## Start Exercise materials

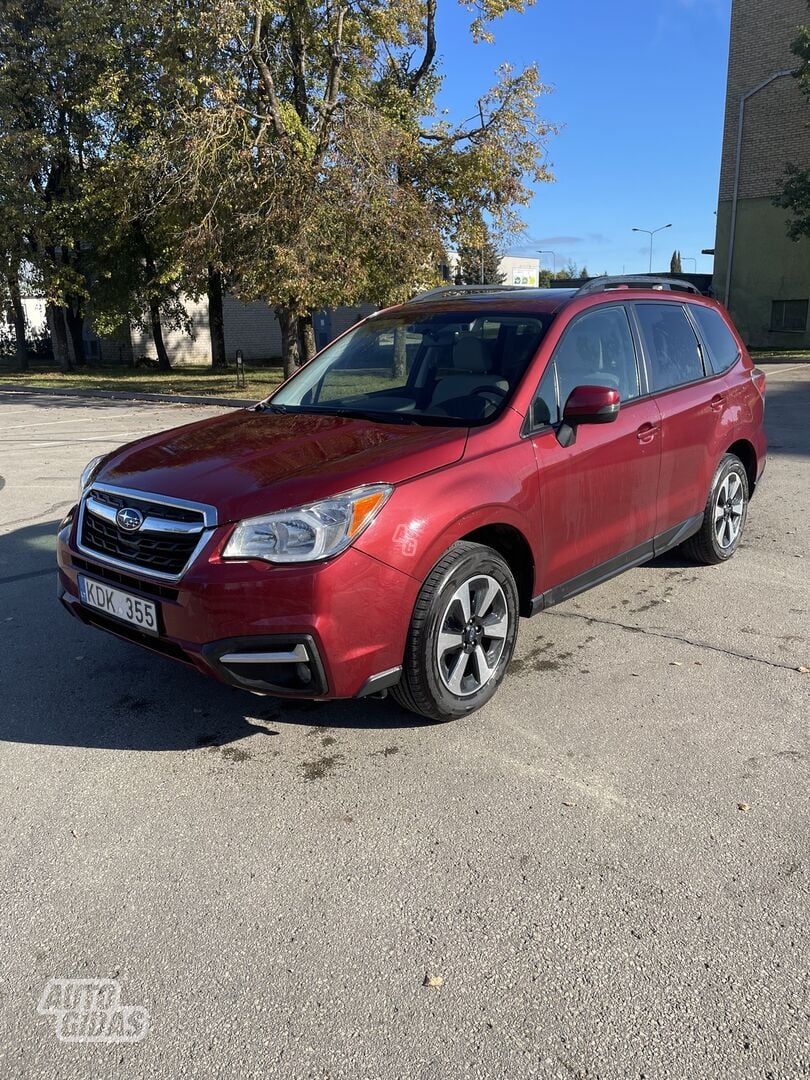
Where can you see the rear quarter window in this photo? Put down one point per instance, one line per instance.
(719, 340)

## End Exercise materials
## Start Exercise materials

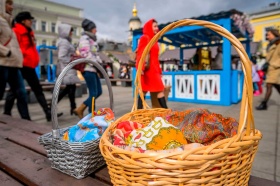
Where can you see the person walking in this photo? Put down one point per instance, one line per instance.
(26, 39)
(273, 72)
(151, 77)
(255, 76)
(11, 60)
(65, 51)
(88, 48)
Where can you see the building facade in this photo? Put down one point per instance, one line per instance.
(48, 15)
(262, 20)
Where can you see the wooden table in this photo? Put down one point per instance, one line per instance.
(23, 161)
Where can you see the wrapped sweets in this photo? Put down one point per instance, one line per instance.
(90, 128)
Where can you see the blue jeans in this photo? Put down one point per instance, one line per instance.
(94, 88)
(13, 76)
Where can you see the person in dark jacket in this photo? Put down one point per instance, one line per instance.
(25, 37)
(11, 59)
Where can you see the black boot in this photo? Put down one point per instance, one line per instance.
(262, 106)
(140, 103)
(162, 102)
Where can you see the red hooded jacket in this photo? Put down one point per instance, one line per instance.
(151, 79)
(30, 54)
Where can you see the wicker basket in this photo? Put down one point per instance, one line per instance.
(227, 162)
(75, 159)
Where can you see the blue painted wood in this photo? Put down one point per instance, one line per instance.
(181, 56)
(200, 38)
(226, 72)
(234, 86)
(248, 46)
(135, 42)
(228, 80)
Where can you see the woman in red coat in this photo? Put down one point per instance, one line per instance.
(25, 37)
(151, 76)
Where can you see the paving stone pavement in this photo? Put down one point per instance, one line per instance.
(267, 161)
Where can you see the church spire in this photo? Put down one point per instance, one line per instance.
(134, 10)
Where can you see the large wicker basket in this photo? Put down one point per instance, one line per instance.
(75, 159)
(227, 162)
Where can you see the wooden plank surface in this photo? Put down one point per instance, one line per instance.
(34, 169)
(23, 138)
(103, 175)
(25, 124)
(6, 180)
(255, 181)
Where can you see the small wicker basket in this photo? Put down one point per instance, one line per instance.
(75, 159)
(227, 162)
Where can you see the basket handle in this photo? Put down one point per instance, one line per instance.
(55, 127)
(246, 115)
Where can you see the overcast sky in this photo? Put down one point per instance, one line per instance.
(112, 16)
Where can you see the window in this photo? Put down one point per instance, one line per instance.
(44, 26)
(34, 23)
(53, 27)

## End Exercise materials

● **Stated problem**
Extract every line of the records above that contains the string "window".

● **Expected output**
Where can you see the rear quarter window in this photo? Put down one point per instance, one line per instance.
Where can you see the window in this photo? Put down one point per instance, one line per instance.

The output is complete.